**Given request 1**
Copy the transcript word for word, from "Jameela [00:30:13] I" up to and including "it to everyone.".
**Given request 2**
Using the transcript, decide whether each statement agrees with it. Answer yes or no, and quote the deciding words. (a) Natalie learned about the Instagram comment from Twitter. (b) Jameela says the oxygen facial costs $150. (c) Jameela says she has been on the cover of Vogue.

**Excerpt**
● ● ●

Natalie [00:30:13] So sorry.
Jameela [00:30:13] I was so offended by your portrayal of how I’ve said it. But but your video about cringe culture has helped me, like, really understand why that was taken out of context, why so many things we see get taken out of context, and I’m just dying to talk to you about it. This video is so exceptional, Natalie, that it should win all of the awards. I it’s a it’s it’s it has clarified so much to me about our common culture that I would love to just kind of can I just grill you about it a little bit, so you can help me explain it to everyone.
Natalie [00:30:59] Absolutely.
Jameela [00:31:00] OK. And we’re over the bit where we’ve talked about that other shit and we’re all good.
Natalie [00:31:06] Can I say one more thing about that?
Jameela [00:31:07] Yeah of course you can.
Natalie [00:31:07] So when you left that Instagram comment I found about, I found out about this whole thing from Twitter and watching the the the hurricane that surrounded this Instagram comment on Twitter. And it was fascinating to me. I was like, This is like that. This is what people are so mad about is a wild to me. And so I screenshotted everything went straight in the folder for like, we’re going to discuss this at some point. And the next year, well, because I know it was interesting because I don’t see I actually do not think that you do anything wrong. I think I think that.
Jameela [00:31:42] But then why did you frame it that way, Natalie?
Natalie [00:31:44] Well, I framed it that way because the point that I was I was building to in that section was about how it’s not really about you having done something wrong. It’s about like the quote unquote optics of it. And by optics what we really seem to mean is the way that it makes people feel. So, you know, even though you’re saying all the all things that are true and again like. I think that, you know, isn’t that what we say that we want? Right? Like we always say that. Why can’t celebrities acknowledge that they have this privilege? And why celebrities you’re doing all
Jameela [00:32:21] transparent
Natalie [00:32:22] and checking your privilege and all that and all this stuff that we’re supposed to do? But I think that sort of audiences are sort of uncertain about actually what it is that they want because I think that in a way, you’re sort of laying out the reasons why you have an unfair advantage is actually just sort of kind of putting a magnifying glass on the unfair advantage, which then causes people to feel stung by the by the advantage that you have.
Jameela [00:32:51] 100 percent.
Natalie [00:32:52] And so it’s not as it’s in a way like your honesty about it is being taken as a provocation by people, but I think that’s something that
Jameela [00:33:04] How do we have that conversation then? Like how do how? Because who is going to have that conversation right? When people who don’t look a certain way, who aren’t invited onto the cover of Vogue or whatever try and have that conversation, they are called bitter. I know that are someone who was considered unattractive by the media and told that I was bitter. And every time I would try and say that these aren’t, these standards are unacceptable. And then, now that I have been on the cover of Vogue and I am suddenly deemed attractive by the media or society, I’m now considered too, you know, whatever, like pretty privileged to be able to have a conversation. So who then have that conversation about how fucked the like the lies of this industry are about the fact that they fucking, you know, they have anti-aging creams where they airbrushed the advert? So who’s going to have that conversation? I feel as though it’s my responsibility to make sure that I keep reminding people this is all bullshit. This is a part of my job that is fantasy. I mean, people, having I had the other day about oxygen facials, have you heard about that? It’s a $250 facial where they pump oxygen into all of your pores and you look very fresh for fucking 24 hours. That’s it. $250 to just just just to fill up just we’re being women like me are used as a weapon against people who don’t have all of the lights and the camera and the makeup artist and the ballocks. And so I want to be able to have that conversation. But I also don’t want to like sting anyone or trigger anyone. I just feel like I’m in a bit of a I feel like I’m in a bit of a bind.

● ● ●

**Given information**
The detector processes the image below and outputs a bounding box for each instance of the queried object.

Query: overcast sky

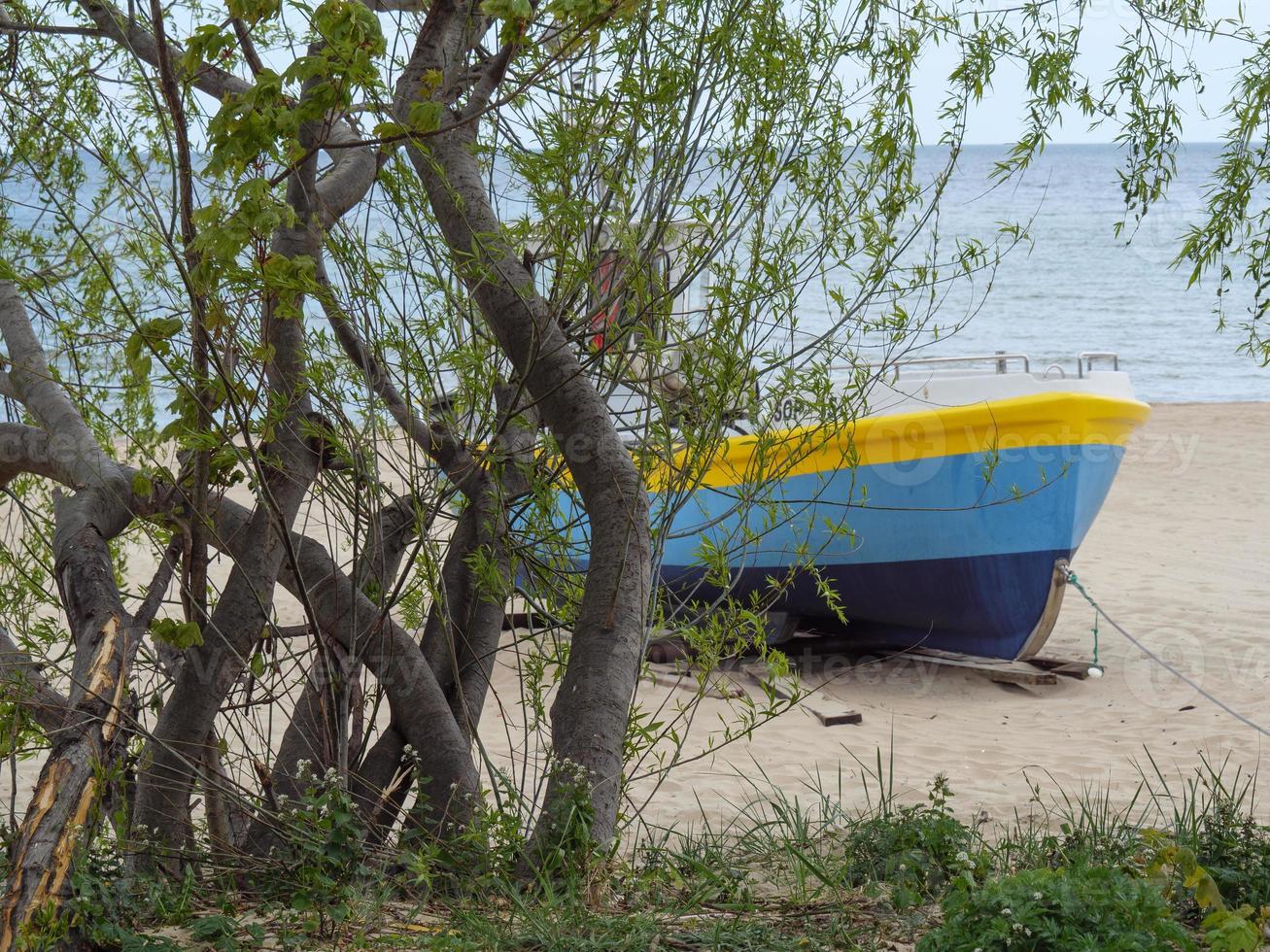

● ● ●

**Correct output 1**
Jameela [00:30:13] I was so offended by your portrayal of how I’ve said it. But but your video about cringe culture has helped me, like, really understand why that was taken out of context, why so many things we see get taken out of context, and I’m just dying to talk to you about it. This video is so exceptional, Natalie, that it should win all of the awards. I it’s a it’s it’s it has clarified so much to me about our common culture that I would love to just kind of can I just grill you about it a little bit, so you can help me explain it to everyone.

**Correct output 2**
(a) Yes: "I found out about this whole thing from Twitter"
(b) No: "It’s a $250 facial"
(c) Yes: "now that I have been on the cover of Vogue"